Text passage:
★ ★ ★

Friday, September 30, 2022

What Did God Get Out Of It?

What did God get out of it? What was Jesus' motivation for sacrificing himself on a cross?


If
you had a child with a terminal disease, and you found out that they could be cured through a procedure that would transfer their disease to you, would you do it? I am the Father of 2 children and I would undergo the procedure and die for either one of them.

What would I have gained by doing so? I would have gained my child's life.

This is what God did on a cosmic scale through Jesus's sacrifice. It's interesting that the few times Jesus commented in the gospels on the "mechanics" of his sacrifice, he characterized it as a "ransom" -- 'no, don't take them, take me instead. "

On his cross as Messiah, Jesus of Nazareth, in effect, absorbed the terminal disease Christians call 'sin' into himself, thereby destroying the power of death and evil. This cures all of God's children and ransoms us away from our captor. All that is necessary on our part, as it would be if I was saving my child, is for us to be willing to undergo the procedure, to allow the ransom to be applied to us.

So what did God get out of all this? He got his children back.

★ ★ ★

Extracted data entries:
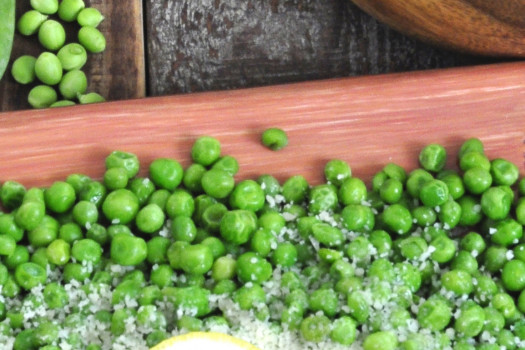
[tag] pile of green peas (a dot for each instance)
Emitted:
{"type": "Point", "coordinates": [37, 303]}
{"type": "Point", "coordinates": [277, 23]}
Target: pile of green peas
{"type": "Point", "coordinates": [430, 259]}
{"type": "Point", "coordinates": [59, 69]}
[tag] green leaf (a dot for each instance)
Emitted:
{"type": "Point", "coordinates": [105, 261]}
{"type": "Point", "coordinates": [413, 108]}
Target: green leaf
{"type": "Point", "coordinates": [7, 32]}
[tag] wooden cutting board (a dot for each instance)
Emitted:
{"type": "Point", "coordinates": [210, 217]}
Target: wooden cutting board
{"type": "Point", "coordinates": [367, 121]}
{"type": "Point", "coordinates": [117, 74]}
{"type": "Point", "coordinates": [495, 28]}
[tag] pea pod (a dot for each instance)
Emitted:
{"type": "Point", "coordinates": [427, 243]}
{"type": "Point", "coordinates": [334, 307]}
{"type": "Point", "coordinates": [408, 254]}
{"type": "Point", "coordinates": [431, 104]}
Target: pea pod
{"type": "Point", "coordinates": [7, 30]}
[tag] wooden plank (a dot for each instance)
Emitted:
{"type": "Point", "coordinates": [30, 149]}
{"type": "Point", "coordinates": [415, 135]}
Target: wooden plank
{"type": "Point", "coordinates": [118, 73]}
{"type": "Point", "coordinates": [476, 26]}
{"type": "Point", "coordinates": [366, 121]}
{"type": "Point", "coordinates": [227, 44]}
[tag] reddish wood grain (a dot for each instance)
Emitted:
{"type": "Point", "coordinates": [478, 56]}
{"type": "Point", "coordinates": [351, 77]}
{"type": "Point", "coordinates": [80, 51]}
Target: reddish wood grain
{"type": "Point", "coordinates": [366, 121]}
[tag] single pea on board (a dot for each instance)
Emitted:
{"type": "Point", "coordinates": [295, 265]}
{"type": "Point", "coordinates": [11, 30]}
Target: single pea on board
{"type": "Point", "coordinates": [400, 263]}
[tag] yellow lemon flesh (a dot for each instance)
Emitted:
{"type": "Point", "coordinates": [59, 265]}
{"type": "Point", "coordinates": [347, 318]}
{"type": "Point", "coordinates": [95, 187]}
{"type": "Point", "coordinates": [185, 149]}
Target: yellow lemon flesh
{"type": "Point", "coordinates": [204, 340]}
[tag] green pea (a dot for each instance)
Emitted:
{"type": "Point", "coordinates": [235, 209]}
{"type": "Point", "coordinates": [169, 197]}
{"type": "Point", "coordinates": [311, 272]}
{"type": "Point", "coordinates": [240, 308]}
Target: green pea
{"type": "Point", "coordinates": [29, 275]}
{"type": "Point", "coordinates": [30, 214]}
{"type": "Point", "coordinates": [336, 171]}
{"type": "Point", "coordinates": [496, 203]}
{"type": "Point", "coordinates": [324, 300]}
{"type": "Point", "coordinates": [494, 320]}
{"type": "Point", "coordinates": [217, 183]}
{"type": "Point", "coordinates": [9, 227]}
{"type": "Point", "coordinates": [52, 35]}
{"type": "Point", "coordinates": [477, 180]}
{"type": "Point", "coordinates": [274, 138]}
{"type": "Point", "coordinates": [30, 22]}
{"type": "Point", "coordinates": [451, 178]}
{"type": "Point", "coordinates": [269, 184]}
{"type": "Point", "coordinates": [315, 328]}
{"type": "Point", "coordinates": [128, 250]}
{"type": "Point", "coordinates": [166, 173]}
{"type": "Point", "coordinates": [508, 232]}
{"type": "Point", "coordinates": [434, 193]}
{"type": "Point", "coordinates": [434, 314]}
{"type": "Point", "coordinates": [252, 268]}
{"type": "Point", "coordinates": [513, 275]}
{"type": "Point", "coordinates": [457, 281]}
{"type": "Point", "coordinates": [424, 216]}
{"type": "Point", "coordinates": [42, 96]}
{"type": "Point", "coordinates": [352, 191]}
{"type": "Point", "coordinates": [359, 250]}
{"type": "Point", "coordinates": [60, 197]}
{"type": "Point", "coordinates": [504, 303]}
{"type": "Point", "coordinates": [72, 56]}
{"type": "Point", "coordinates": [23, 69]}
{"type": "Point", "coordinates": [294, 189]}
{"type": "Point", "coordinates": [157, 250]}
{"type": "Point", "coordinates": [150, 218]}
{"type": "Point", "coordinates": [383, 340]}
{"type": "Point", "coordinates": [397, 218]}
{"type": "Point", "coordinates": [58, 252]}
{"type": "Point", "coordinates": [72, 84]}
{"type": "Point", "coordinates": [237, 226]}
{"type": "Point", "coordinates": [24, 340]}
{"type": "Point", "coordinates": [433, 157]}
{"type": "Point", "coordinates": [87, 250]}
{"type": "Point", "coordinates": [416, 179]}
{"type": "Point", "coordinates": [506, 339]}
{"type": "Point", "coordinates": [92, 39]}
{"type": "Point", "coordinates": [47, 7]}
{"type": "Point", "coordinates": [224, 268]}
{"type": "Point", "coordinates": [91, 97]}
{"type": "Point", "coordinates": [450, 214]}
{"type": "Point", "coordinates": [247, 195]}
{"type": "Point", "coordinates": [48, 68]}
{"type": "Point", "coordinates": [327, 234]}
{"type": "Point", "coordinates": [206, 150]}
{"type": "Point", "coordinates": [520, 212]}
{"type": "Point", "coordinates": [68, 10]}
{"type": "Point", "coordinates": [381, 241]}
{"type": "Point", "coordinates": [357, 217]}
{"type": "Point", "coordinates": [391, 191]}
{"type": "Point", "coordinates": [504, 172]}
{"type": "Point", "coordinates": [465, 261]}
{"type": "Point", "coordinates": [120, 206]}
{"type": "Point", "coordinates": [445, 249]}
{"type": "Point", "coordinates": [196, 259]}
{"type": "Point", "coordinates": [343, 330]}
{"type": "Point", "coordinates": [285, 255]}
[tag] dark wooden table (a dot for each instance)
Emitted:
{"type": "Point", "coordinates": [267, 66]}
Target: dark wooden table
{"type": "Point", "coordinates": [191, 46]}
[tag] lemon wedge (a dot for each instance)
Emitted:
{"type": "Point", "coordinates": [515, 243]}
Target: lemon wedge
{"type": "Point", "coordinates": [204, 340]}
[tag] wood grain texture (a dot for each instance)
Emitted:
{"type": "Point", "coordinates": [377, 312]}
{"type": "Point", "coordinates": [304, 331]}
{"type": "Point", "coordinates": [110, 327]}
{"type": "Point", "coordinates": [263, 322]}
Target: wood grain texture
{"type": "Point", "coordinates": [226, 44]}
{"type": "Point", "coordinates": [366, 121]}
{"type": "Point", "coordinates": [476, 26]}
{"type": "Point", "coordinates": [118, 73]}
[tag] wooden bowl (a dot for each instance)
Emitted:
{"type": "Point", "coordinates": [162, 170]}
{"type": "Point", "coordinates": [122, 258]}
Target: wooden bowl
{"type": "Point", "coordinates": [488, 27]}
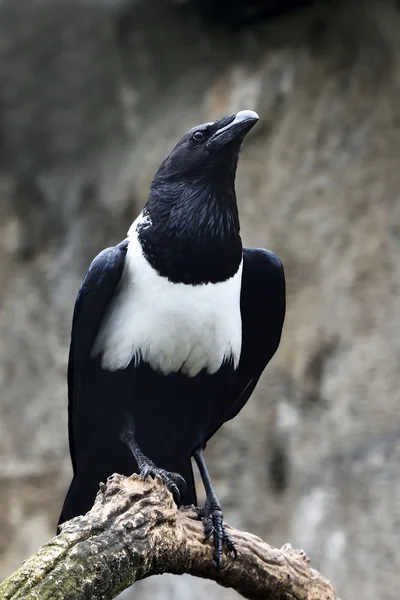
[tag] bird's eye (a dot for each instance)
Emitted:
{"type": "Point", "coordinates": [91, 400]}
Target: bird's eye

★ ★ ★

Brief 1: Translate this sentence from the post on Jesus's sacrifice into Spanish: "This is what God did on a cosmic scale through Jesus's sacrifice."
Brief 2: Return the passage from the post on Jesus's sacrifice that runs from "Friday, September 30, 2022" up to and including "my child's life.".

Answer area 1: Esto es lo que Dios hizo a escala cósmica mediante el sacrificio de Jesús.

Answer area 2:
Friday, September 30, 2022

What Did God Get Out Of It?

What did God get out of it? What was Jesus' motivation for sacrificing himself on a cross?


If
you had a child with a terminal disease, and you found out that they could be cured through a procedure that would transfer their disease to you, would you do it? I am the Father of 2 children and I would undergo the procedure and die for either one of them.

What would I have gained by doing so? I would have gained my child's life.